Extract provided:

_ _ _ _ _ _ _

IBM QRadar: Since 2014, QRadar has continued to maintain its pole position in product ratings and evaluations. There have not been major product announcements after QVM and Incident Forensics other than IBM App Exchange (a Splunk App store style approach to extensions and plugins). While the strong points of IBM QRadar are still true, the weaknesses have started to crop up in areas of operational efficiency and reliability.


Intel Security: This is one product that underwhelms when it comes to realizing its true potential. They checked all the boxes required for monitoring with ADM, DAM, DPI, ATD etc. However, the real problem with erstwhile Nitro has always been stability and management overhead. Two years later, the strengths have increased no doubt, but the weaknesses still remain around reliability.


Splunk: This is one of the products that has gone through several changes in the past two years. They have expanded their capabilities significantly in the “App for Enterprise” space with predefined security indicators and dashboards and visualizations. They have also improved the support for packet captures and analysis. With the purchase of Caspida, behaviour analytics capabilities will come into Splunk. While the strengths column has increased, the weakness column still remains the same.

_ _ _ _ _ _ _

Object pointing dataset lines:
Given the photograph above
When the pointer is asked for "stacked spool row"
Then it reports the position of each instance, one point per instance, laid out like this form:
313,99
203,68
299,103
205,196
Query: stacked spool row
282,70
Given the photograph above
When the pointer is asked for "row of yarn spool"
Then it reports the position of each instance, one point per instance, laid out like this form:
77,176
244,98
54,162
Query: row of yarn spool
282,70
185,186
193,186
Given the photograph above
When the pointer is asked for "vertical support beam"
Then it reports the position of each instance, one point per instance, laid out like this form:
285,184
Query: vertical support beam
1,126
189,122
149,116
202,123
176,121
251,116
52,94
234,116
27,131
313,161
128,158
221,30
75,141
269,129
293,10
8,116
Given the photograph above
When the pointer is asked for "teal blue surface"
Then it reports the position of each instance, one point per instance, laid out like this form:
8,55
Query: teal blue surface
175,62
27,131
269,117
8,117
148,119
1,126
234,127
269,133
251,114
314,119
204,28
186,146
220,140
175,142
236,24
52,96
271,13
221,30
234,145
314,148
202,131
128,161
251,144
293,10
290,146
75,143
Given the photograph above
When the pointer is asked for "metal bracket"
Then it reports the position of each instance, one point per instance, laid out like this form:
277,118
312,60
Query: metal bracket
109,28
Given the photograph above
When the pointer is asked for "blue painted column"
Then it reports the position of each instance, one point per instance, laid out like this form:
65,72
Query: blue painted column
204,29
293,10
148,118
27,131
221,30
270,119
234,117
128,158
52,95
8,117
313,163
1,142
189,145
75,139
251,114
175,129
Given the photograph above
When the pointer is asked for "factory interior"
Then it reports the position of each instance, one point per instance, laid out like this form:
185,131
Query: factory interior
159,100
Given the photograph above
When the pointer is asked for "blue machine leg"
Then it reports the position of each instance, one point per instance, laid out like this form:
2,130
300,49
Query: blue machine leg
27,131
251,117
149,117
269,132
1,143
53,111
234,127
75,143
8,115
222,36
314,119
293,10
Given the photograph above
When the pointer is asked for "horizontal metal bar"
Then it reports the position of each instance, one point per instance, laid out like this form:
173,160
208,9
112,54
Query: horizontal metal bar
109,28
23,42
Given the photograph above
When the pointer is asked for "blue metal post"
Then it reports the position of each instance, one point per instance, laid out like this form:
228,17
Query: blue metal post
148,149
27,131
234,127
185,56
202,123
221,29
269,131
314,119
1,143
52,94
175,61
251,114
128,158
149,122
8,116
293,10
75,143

_ _ _ _ _ _ _

Exercise:
Please answer these questions from the excerpt on security products:
1. Since what year has QRadar kept its pole position in product ratings and evaluations?
2. What has always been the real problem with erstwhile Nitro?
3. Which purchase will bring behaviour analytics capabilities into Splunk?

Problem solution:
1. 2014
2. Stability and management overhead
3. Caspida